APPLY WHAT YOU READ.
1/ Answer these questions using the blog post about favorite films:
(a) Which film is ranked at number 2, and who directed it?
(b) Where do the actors in 'Jesus of Montreal' re-create a Passion play?
(c) Who tells the principal character in 'Nostalgia' that there are more important things than happiness?
2/ Transcribe the passage of the blog post about favorite films starting at "Inspired by The" and ending at "favourite ten films.".

::: EXCERPT PROVIDED

Saturday, October 19, 2013

The favourite ten

Inspired by The Guardian current series of the best ten xxx (romantic, action, comedy etc) movies and by having to begin sorting and discarding for a forthcoming move, rummaging through my DVD collection, and idling, I came up with my favourite ten films.

Defying the convention of reverse order, I will start with the film that I would want to keep if all the others were to float away (Desert Island Disc style).

This would be Denys Arcand's 'Jesus of Montreal' that cleverly, movingly recapitulates the story of Jesus, in deeply human terms, through telling how a group of avant garde actors re-create a Passion play at the main shrine in Montreal. It is pitch perfect - funny, biting, moving - asking how might we see Jesus' life, here and now, though stripped of the supernatural, it speaks utterly to the human.

At number 2, 'Paris, Texas' by Wim Wenders. For the extraordinary way Travers confesses to his estranged wife, through the telephone wire of a peep show, and restores her son to her without thought of a redeeming 'happy ending' for their relationship. Redemption is neither a cheap nor easy ticket.

(3) 'There are more important things than happiness', declares the church sacristan to the principal character in Andrei Tarkovsky's 'Nostalgia'. This was the first of his films that I saw. I was mesmerised and am still. The extraordinary moment when Gorchakov, at the behest of a 'holy fool' carries a candle, fragile light, continually threatened, across a shimmering hot pool, so that the world might be redeemed. In small, ritual acts might everything be contained. A film that is visually stunning.

::::::
::: DATASET ENTRIES

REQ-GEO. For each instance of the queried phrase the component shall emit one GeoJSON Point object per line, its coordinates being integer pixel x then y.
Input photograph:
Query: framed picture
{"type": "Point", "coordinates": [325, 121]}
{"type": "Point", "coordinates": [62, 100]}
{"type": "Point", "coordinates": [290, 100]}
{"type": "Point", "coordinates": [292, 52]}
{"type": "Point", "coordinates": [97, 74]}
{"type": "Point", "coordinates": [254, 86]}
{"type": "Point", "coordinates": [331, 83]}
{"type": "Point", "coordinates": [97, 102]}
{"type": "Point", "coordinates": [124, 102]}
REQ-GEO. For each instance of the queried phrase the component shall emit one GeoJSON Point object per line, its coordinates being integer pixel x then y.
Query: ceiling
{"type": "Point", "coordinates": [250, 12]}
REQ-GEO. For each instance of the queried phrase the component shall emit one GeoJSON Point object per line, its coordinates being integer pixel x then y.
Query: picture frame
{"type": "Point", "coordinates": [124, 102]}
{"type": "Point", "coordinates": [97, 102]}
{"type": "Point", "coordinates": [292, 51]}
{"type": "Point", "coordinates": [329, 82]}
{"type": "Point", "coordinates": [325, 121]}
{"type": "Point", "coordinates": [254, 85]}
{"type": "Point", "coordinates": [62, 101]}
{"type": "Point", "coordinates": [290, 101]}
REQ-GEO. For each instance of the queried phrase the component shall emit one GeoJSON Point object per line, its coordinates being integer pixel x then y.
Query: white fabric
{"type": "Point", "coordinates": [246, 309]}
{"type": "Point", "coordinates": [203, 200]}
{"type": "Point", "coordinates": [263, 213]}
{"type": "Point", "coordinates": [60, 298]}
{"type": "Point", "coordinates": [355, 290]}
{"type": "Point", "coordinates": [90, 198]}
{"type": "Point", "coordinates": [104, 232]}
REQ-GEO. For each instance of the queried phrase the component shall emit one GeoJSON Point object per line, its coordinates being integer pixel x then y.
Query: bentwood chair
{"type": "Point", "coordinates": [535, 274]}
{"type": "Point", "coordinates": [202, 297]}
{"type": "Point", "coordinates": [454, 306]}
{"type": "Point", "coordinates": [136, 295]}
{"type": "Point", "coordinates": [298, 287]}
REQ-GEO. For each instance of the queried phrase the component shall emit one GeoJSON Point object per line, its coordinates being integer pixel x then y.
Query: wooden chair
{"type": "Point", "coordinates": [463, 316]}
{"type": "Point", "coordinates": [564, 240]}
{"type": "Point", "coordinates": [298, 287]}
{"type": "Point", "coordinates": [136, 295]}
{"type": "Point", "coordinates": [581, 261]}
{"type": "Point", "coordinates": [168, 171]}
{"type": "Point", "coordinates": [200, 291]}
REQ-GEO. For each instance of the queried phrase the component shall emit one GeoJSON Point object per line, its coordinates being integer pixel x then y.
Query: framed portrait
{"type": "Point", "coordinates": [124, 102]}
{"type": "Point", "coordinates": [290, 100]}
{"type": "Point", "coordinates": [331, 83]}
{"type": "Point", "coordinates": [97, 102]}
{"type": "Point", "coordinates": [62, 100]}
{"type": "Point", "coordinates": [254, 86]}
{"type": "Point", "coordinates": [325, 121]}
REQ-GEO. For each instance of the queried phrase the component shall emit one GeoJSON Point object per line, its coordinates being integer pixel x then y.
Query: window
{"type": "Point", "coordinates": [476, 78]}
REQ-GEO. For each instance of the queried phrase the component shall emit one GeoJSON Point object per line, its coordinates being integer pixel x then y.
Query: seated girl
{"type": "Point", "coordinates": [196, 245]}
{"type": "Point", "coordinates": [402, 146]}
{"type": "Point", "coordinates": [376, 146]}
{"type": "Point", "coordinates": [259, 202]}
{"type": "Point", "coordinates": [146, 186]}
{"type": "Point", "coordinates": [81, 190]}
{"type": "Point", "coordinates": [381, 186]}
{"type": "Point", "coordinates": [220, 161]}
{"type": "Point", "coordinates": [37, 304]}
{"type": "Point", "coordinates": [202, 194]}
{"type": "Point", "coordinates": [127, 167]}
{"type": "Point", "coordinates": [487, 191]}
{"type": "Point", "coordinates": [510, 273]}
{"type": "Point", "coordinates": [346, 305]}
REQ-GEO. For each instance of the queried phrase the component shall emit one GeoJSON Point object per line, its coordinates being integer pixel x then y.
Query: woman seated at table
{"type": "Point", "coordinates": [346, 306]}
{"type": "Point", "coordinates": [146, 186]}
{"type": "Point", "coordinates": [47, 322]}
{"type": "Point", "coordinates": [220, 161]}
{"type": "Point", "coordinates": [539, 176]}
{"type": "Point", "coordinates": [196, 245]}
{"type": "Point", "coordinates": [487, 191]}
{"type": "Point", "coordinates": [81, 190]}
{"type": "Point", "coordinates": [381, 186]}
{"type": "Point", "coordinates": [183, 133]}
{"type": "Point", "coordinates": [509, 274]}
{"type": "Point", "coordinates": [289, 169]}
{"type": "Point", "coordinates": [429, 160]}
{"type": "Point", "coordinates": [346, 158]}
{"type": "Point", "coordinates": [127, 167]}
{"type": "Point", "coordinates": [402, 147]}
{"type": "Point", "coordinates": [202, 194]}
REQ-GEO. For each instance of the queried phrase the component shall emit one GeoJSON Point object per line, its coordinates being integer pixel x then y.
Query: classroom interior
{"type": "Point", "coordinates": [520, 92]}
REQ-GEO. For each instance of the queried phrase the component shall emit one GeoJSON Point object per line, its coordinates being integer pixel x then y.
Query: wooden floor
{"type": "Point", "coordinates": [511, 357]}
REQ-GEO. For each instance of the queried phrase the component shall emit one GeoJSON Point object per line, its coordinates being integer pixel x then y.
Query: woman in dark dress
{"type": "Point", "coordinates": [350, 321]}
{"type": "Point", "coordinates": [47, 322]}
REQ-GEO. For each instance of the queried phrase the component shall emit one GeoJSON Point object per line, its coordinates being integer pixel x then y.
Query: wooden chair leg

::::::

RESULTS IN ORDER.
1/
(a) 'Paris, Texas', directed by Wim Wenders.
(b) At the main shrine in Montreal.
(c) The church sacristan.

2/
Inspired by The Guardian current series of the best ten xxx (romantic, action, comedy etc) movies and by having to begin sorting and discarding for a forthcoming move, rummaging through my DVD collection, and idling, I came up with my favourite ten films.